◆ VOCI DA USARE:

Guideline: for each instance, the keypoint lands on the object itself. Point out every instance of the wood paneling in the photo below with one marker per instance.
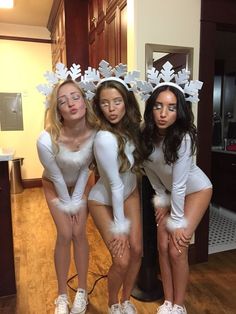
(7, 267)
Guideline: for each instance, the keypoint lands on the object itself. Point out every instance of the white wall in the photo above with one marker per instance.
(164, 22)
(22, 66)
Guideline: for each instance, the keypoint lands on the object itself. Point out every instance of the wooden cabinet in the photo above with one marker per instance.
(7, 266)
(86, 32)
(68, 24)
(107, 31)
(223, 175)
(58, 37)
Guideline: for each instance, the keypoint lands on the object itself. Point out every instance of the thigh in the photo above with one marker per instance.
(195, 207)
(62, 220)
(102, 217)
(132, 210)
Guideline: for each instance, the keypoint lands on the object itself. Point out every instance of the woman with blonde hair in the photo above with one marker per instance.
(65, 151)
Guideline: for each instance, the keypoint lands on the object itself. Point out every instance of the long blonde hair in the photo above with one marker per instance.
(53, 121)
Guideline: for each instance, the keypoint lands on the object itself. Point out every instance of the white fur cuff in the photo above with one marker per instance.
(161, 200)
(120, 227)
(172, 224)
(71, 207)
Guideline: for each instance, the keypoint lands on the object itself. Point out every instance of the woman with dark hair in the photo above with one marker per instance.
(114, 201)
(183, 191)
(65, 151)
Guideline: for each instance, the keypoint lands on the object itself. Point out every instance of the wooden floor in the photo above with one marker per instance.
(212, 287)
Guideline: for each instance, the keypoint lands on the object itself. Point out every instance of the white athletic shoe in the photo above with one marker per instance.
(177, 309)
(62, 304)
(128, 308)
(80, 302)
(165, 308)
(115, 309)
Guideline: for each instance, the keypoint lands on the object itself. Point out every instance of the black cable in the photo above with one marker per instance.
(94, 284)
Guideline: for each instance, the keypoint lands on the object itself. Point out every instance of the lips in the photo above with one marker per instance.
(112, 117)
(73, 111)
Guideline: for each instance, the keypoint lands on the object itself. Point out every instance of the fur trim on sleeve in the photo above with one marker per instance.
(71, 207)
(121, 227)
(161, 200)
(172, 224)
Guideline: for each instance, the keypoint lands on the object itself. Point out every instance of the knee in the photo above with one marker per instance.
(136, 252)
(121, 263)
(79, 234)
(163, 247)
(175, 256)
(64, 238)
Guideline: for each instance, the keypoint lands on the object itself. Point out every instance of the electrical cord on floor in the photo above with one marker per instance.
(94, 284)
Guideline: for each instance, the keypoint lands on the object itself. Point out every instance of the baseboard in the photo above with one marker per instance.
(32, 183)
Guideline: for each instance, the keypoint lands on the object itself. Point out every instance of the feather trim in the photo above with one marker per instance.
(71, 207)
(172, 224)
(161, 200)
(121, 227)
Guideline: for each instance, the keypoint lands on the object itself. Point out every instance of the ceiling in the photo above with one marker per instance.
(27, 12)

◆ COSA FARE:
Formatta tutte le voci qui sopra come tabella Markdown con le colonne «N.» e «Testo», mettendo in ogni riga il numero progressivo e la riga corrispondente. Tralascia le righe vuote e lascia fuori le immagini.

◆ RISPOSTA ALL'ESERCIZIO:
| N. | Testo |
|---|---|
| 1 | Guideline: for each instance, the keypoint lands on the object itself. Point out every instance of the wood paneling in the photo below with one marker per instance. |
| 2 | (7, 267) |
| 3 | Guideline: for each instance, the keypoint lands on the object itself. Point out every instance of the white wall in the photo above with one marker per instance. |
| 4 | (164, 22) |
| 5 | (22, 66) |
| 6 | Guideline: for each instance, the keypoint lands on the object itself. Point out every instance of the wooden cabinet in the photo above with one marker per instance. |
| 7 | (7, 266) |
| 8 | (86, 32) |
| 9 | (68, 24) |
| 10 | (107, 31) |
| 11 | (223, 175) |
| 12 | (58, 37) |
| 13 | Guideline: for each instance, the keypoint lands on the object itself. Point out every instance of the thigh in the photo above with one marker per instance. |
| 14 | (195, 207) |
| 15 | (62, 220) |
| 16 | (102, 217) |
| 17 | (132, 210) |
| 18 | Guideline: for each instance, the keypoint lands on the object itself. Point out every instance of the woman with blonde hair in the photo above with one marker per instance. |
| 19 | (65, 151) |
| 20 | Guideline: for each instance, the keypoint lands on the object itself. Point out every instance of the long blonde hair in the photo above with one marker per instance. |
| 21 | (53, 121) |
| 22 | Guideline: for each instance, the keypoint lands on the object itself. Point out every instance of the white fur cuff in the photo above with one marker per instance. |
| 23 | (161, 200) |
| 24 | (120, 227) |
| 25 | (172, 224) |
| 26 | (71, 207) |
| 27 | Guideline: for each instance, the keypoint lands on the object itself. Point out every instance of the woman with dark hair in the photo above with one marker per instance. |
| 28 | (114, 201) |
| 29 | (183, 191) |
| 30 | (65, 151) |
| 31 | Guideline: for each instance, the keypoint lands on the object itself. Point out every instance of the wooden floor in the photo above with one marker per instance. |
| 32 | (212, 287) |
| 33 | Guideline: for each instance, the keypoint lands on the object itself. Point out every instance of the white athletic shoe in the photo above with one marker per instance. |
| 34 | (177, 309) |
| 35 | (62, 304) |
| 36 | (128, 308) |
| 37 | (80, 302) |
| 38 | (165, 308) |
| 39 | (115, 309) |
| 40 | Guideline: for each instance, the keypoint lands on the object itself. Point out every instance of the black cable in the photo above with one marker per instance. |
| 41 | (94, 284) |
| 42 | Guideline: for each instance, the keypoint lands on the object itself. Point out every instance of the lips in the photo above with one marker per instance. |
| 43 | (112, 117) |
| 44 | (73, 111) |
| 45 | Guideline: for each instance, the keypoint lands on the object itself. Point out every instance of the fur trim on sleeve in the photo above with one marker per instance. |
| 46 | (71, 207) |
| 47 | (121, 227) |
| 48 | (161, 200) |
| 49 | (172, 224) |
| 50 | Guideline: for each instance, the keypoint lands on the object itself. Point out every instance of the knee in the photo above with one marker per instance. |
| 51 | (136, 252) |
| 52 | (121, 263) |
| 53 | (79, 234) |
| 54 | (163, 247) |
| 55 | (175, 256) |
| 56 | (64, 238) |
| 57 | Guideline: for each instance, the keypoint lands on the object itself. Point out every instance of the electrical cord on floor in the photo above with one marker per instance. |
| 58 | (94, 284) |
| 59 | Guideline: for each instance, the keypoint lands on the object itself. Point out every instance of the baseboard in the photo above with one marker per instance. |
| 60 | (32, 183) |
| 61 | Guideline: for each instance, the keypoint lands on the object itself. Point out every instance of the feather trim in the photo above with one marker per instance. |
| 62 | (71, 207) |
| 63 | (172, 224) |
| 64 | (161, 200) |
| 65 | (121, 227) |
| 66 | Guideline: for each instance, the keypoint lands on the object itself. Point out every instance of the ceiling in the photo above with one marker per instance. |
| 67 | (27, 12) |